▼▼▼
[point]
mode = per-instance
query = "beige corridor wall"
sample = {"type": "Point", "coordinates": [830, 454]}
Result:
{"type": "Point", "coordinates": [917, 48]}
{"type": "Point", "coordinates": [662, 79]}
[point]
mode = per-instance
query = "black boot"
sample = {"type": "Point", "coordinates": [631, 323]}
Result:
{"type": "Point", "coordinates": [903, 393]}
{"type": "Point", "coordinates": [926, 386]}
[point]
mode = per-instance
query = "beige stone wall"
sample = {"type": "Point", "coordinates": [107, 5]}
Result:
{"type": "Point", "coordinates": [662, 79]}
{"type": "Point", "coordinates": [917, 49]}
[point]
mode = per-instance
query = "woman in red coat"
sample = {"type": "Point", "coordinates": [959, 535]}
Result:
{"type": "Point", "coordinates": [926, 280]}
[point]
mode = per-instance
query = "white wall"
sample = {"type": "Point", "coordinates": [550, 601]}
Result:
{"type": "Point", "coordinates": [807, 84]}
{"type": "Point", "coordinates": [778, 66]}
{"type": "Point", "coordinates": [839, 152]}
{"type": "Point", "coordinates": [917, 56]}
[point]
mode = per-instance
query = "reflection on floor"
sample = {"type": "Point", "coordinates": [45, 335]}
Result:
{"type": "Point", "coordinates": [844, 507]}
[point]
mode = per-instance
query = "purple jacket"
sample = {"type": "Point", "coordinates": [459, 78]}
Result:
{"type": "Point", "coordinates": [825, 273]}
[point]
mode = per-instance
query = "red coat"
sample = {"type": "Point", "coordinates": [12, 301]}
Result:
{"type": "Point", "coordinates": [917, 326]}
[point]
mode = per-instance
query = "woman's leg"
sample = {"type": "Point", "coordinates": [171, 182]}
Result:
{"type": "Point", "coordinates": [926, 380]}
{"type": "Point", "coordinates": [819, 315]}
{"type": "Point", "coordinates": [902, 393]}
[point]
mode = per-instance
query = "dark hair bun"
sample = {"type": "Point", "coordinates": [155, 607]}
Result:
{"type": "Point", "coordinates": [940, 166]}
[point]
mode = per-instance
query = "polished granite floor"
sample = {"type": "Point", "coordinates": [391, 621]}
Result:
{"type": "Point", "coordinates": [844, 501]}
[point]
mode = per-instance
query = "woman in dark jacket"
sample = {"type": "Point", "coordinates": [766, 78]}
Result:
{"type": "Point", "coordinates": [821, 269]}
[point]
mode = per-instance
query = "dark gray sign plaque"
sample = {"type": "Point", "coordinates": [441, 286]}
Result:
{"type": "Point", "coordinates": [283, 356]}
▲▲▲
*Action item:* Where a line in the records above contains the string "coat", copy that line.

*The completed task:*
query = "woman in red coat"
query = "red coat"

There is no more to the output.